AIM 1
In the forum post about refinement region boundaries below, list every parameter that is assigned a value with an equals sign, along with the value it receives.

DOCUMENT EXCERPT
-- BEGIN --

[FLASH-USERS] MHD (8wave & USM): Refinement region boundaries - spurious waves when B field is oblique to jumps in refinement.
Jonathan Thurgood
jonathan.thurgood at northumbria.ac.uk
Thu May 12 07:11:33 EDT 2016
Dear Sean and John,
Thanks for your quick replies!
In the runs which produced the figures I sent across yesterday I had used these settings
E_modification = .true.
E_upwind = .false.
energy_fix = .true.
prol_method = “balsara_prol”
with the Roe solver and “order = 2 “ run time parameter.
I’ve since played with these settings and the choice of Riemann solver but unfortunately it looks like this particular artefact might be somewhat different to those seen in Sean’s loop advection test since it seems to be resilient to these changes.
Specifically, I’ve since tried the following
1) Enable E_upwind whilst retaining other settings as above.
There is no appreciable difference.
2) Changing the prol_method.
This makes no difference as far as I can tell (not even a slight change in the current amplitudes). I wondered if that in of itself was not strange?

-- END --

AIM 2
Rewrite the lines of the listing starting at the line that contains "instances of sliced" and ending at the line that contains "top-left (397, 0), bottom-right (480, 90)", substituting "localization head" for "detection head" and leaving everything else unchanged.

PROVIDED INFORMATION
-- BEGIN --

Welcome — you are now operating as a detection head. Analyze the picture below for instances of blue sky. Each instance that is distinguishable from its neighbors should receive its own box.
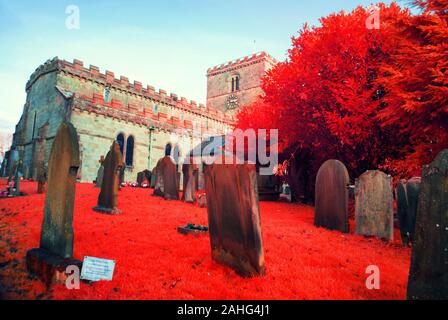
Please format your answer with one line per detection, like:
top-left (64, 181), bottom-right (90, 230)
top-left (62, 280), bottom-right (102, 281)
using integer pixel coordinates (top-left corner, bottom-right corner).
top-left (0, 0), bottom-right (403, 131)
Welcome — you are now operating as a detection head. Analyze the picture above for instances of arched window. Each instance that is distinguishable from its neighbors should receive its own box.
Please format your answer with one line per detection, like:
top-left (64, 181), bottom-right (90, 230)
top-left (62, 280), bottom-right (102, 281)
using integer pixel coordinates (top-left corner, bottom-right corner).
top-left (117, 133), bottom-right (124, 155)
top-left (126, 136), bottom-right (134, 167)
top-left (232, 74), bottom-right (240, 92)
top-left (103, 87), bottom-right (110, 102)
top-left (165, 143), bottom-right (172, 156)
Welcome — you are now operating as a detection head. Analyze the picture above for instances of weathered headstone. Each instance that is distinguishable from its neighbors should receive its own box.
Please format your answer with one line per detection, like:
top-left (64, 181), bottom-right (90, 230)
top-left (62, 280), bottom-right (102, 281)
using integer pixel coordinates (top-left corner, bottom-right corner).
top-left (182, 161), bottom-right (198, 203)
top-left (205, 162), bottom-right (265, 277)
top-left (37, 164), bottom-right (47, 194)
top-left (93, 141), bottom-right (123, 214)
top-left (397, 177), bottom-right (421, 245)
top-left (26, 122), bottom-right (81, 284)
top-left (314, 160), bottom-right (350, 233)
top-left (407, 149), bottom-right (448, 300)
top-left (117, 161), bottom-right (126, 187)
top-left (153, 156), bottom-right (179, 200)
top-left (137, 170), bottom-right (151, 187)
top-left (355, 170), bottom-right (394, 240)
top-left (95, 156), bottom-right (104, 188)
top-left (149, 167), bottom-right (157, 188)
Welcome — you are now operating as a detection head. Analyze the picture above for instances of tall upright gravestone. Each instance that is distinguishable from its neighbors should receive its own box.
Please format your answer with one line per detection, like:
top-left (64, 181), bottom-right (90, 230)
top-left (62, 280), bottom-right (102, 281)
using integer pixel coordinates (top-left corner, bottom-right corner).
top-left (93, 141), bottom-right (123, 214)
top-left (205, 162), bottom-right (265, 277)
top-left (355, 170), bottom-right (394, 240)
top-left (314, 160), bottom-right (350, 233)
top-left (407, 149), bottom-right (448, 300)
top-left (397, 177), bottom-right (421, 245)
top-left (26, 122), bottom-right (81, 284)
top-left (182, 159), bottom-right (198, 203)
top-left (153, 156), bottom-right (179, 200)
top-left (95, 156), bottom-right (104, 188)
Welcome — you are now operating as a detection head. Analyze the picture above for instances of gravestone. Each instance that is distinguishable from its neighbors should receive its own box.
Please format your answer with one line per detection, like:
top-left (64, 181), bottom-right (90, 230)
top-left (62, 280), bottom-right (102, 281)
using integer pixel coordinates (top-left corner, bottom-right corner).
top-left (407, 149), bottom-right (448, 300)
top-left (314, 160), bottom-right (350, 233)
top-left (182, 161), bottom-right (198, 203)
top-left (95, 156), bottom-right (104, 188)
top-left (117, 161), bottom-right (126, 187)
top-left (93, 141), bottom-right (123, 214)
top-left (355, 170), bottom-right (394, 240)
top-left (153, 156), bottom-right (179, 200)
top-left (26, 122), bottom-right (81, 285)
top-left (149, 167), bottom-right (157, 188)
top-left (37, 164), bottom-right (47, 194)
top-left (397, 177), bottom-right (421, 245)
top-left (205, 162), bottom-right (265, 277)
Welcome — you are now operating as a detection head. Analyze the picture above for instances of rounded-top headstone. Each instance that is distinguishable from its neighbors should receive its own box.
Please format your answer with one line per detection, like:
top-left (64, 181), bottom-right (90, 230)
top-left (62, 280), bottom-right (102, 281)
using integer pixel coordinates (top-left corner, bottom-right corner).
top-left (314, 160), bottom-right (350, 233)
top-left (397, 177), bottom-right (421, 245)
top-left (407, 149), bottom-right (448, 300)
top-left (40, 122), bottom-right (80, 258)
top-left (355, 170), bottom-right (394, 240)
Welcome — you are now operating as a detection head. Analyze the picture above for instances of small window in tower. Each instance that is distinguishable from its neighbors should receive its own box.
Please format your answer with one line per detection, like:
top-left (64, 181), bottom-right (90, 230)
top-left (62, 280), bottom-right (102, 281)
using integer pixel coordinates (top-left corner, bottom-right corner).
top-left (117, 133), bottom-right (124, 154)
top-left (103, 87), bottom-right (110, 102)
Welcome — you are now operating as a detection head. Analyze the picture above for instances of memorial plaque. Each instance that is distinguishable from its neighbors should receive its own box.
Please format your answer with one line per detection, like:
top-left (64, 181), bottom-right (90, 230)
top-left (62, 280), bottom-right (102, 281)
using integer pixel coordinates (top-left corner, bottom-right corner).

-- END --
-- BEGIN --

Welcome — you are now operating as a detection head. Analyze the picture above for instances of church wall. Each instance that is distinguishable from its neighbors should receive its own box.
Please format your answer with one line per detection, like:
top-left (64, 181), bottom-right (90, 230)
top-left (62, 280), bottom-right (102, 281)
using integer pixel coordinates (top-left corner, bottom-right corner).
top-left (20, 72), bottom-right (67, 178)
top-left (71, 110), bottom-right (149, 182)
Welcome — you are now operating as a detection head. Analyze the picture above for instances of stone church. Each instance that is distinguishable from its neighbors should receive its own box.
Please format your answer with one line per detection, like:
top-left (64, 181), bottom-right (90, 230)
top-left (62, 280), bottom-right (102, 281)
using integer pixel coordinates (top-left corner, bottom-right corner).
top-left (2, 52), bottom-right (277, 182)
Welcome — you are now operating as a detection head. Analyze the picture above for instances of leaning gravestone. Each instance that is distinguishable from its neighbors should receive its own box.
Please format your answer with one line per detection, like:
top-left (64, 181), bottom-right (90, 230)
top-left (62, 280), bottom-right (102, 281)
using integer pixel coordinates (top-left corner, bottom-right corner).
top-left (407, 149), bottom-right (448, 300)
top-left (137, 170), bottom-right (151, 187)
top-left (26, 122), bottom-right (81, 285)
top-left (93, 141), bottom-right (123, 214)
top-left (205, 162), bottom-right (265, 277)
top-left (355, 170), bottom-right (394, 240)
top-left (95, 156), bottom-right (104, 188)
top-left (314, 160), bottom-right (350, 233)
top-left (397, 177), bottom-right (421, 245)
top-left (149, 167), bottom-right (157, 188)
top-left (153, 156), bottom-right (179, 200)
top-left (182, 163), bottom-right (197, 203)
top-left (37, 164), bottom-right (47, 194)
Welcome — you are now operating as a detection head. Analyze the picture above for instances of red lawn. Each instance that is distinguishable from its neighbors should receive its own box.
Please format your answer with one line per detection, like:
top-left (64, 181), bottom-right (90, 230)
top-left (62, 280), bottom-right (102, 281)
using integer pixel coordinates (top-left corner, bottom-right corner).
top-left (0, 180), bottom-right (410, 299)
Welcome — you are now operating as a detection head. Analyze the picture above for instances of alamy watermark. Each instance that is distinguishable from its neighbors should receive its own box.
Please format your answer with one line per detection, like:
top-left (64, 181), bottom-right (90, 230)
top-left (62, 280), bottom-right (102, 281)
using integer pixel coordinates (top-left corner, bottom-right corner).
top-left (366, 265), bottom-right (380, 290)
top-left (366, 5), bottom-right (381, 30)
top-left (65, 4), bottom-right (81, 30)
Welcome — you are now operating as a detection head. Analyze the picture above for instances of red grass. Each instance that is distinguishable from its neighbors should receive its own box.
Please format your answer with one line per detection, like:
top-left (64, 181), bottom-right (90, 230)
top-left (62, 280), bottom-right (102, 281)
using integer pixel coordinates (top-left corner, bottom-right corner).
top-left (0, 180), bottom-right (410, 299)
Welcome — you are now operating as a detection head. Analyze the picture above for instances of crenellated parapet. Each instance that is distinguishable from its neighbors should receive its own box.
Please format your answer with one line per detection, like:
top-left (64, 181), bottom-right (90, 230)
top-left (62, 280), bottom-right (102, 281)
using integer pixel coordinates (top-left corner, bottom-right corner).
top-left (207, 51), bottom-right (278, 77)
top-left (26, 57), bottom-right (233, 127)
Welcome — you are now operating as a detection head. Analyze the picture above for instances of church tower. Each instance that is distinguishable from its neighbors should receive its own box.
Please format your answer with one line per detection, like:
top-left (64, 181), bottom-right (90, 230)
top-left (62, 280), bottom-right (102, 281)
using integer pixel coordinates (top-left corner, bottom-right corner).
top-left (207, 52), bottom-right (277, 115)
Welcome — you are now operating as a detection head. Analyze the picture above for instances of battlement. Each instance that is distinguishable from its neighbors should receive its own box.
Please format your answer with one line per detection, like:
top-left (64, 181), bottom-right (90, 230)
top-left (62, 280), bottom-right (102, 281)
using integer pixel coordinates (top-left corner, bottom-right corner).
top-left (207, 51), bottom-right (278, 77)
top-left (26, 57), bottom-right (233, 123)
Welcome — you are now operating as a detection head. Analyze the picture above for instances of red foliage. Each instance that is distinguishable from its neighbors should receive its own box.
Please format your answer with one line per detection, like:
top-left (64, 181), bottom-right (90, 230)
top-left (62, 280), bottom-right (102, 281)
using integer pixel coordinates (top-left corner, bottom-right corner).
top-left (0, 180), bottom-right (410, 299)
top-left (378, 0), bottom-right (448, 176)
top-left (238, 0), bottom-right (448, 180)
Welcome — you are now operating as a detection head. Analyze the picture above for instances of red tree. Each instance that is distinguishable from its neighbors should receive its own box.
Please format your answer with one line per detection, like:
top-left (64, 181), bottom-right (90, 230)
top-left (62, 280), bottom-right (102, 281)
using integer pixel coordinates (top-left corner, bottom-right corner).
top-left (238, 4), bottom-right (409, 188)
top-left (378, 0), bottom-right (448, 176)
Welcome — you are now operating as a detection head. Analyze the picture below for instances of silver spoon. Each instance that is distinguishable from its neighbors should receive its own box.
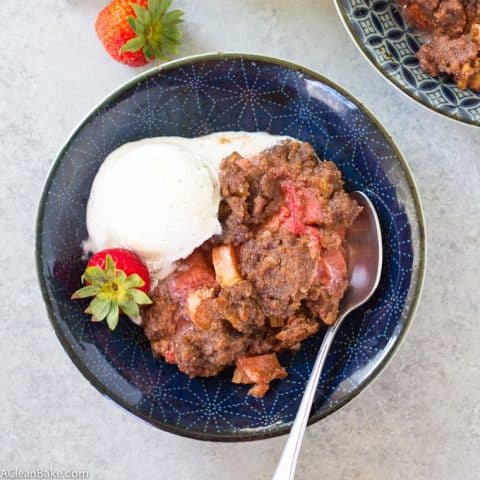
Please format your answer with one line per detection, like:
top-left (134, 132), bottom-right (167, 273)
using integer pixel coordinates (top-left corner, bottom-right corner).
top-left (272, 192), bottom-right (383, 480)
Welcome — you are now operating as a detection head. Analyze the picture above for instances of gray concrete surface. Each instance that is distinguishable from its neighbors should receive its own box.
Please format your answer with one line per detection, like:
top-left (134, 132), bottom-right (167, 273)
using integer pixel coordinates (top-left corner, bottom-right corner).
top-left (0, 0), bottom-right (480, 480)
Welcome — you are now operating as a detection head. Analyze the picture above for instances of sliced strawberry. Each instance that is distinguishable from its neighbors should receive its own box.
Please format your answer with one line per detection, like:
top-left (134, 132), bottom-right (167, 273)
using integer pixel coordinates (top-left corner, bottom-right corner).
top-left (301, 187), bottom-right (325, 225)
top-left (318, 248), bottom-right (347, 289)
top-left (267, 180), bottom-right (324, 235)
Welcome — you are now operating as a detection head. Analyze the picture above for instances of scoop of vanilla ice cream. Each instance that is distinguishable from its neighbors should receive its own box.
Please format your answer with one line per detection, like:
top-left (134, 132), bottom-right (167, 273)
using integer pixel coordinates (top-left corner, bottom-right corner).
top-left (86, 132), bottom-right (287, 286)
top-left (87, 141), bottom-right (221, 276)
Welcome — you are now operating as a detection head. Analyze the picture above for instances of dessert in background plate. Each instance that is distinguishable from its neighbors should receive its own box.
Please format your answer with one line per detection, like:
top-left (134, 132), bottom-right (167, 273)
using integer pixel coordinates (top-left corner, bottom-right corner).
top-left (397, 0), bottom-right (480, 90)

-- END --

TASK OUTPUT 1
- E_modification = .true.
- E_upwind = .false.
- energy_fix = .true.
- prol_method = “balsara_prol”
- order = 2

TASK OUTPUT 2
Welcome — you are now operating as a localization head. Analyze the picture above for instances of sliced strawberry. Each instance that is distinguishable from its neighbors should receive its own box.
Please format your answer with one line per detection, like:
top-left (134, 132), bottom-right (167, 273)
using integer pixel coordinates (top-left corner, bottom-right corner).
top-left (301, 187), bottom-right (325, 225)
top-left (318, 248), bottom-right (347, 289)
top-left (267, 180), bottom-right (324, 235)
Welcome — you are now operating as a localization head. Analyze the picture above for instances of scoop of vanilla ice cream. Each instance that is distinguishable from its neighbors should receive its own box.
Please format your answer with one line per detection, like:
top-left (134, 132), bottom-right (167, 273)
using integer pixel coordinates (top-left corner, bottom-right corner).
top-left (86, 132), bottom-right (287, 286)
top-left (87, 141), bottom-right (221, 276)
Welcome — you are now operating as a localization head. Analyze the picture above for instances of dessert in background plate. Each instance that is distinguishable from its neighbors should receive its own box.
Please format your answer with one line per detection, like:
top-left (134, 132), bottom-right (167, 273)
using integer pixel coordinates (top-left corner, bottom-right corner).
top-left (397, 0), bottom-right (480, 90)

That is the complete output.